Задание 1
Назовите всех лиц, упомянутых по имени в отрывке о восстании Разина, без учета заголовка.
Задание 2
Какой источник, согласно отрывку о восстании Разина, Костомаров широко и со знанием дела использовал?
Задание 3
Продолжите отрывок об историографии восстания Разина, начиная сразу после его последнего предложения.

===== Отрывок текста

Владимир Соловьев - Современники и потомки о восстании С.Т. Разина
Не без передержек и преувеличений Н. И. Костомарову все же удалось передать, на каком высоком градусе ярости, неистовства, кровавой брутальности разгорелось и нарастало пламя «бунта Стеньки Разина». Он не стремится, подобно С. М. Соловьеву, обойти молчанием расправы царских карателей с мятежниками. Жуткие казни и пытки, применявшиеся к повстанцам, мучения, которым были подвергнуты Степан и Фрол Разины, описываются подробно, хотя и с излишним доверием к источникам.
Освежающая струя, привнесенная в историографию Костомаровым, — это и широкое, использование им, причем с величайшим знанием дела, народного фольклора.

==========
===== Собранный материал

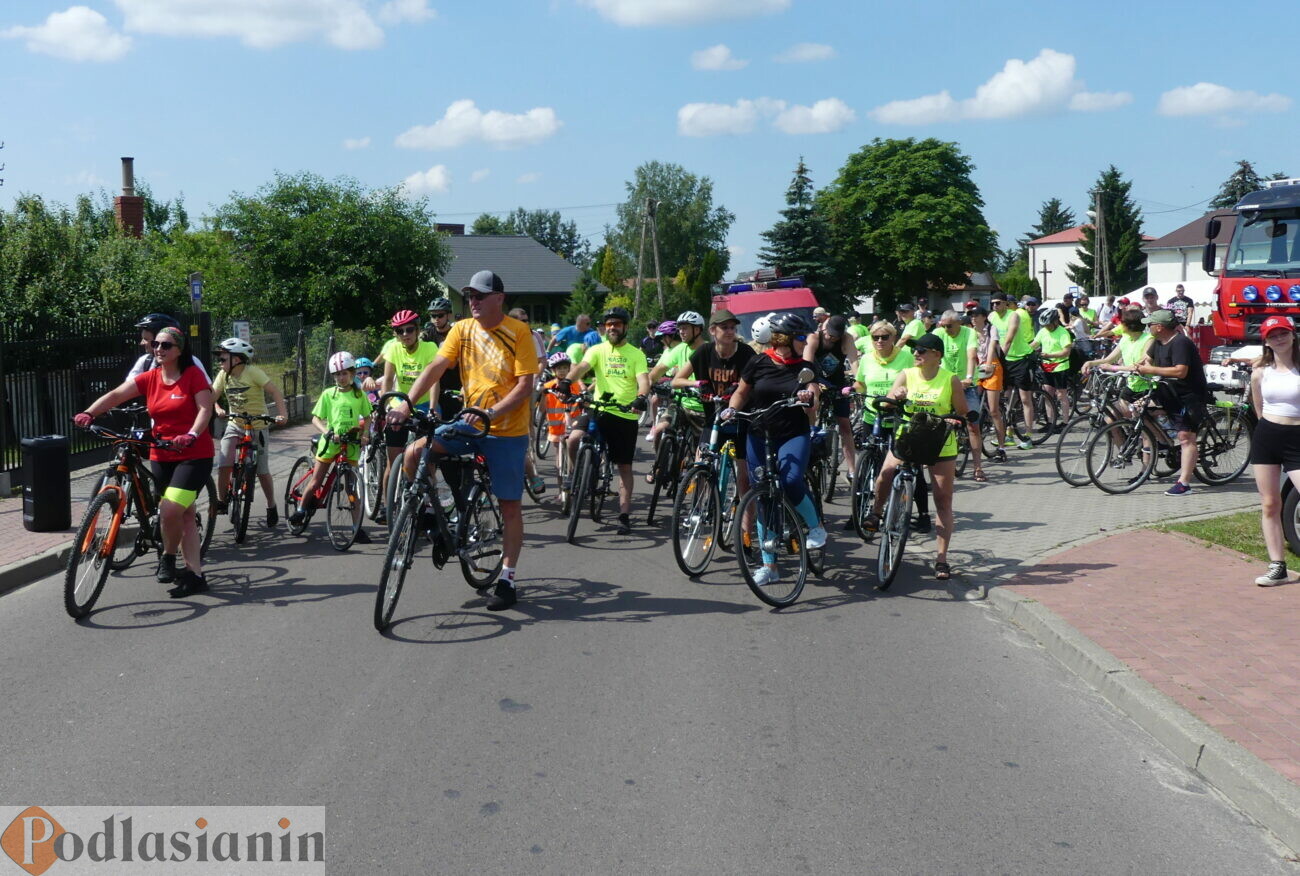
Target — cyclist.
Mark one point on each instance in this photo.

==========

Результат 1
Н. И. Костомаров, С. М. Соловьев, Степан Разин, Фрол Разин.

Результат 2
Народный фольклор.

Результат 3
Костомаров — незаурядный мастер слова. Его сочинения изложены живо, увлекательно, образно. И даже В. О. Ключевский, известный своей необычайной требовательностью к точности воспроизведения реалий прошлого, готов простить ему те же погрешности, за которые резко критикует дворянских историков. Он буквально пленен красочной и образной манерой письма Костомарова[155].
Из историков славянофильского направления уделил внимание разинскому движению И. Д. Беляев. В его понимании, все народные смуты — результат давления на народ со стороны приказной администрации и придворных временщиков. Причем царь, по Беляеву, был к этим притеснениям и злоупотреблению властью непричастен. Гнет бюрократического аппарата вызвал «страшную деморализацию общества» и привел к открытому неповиновению и возмущению — бунтам[156].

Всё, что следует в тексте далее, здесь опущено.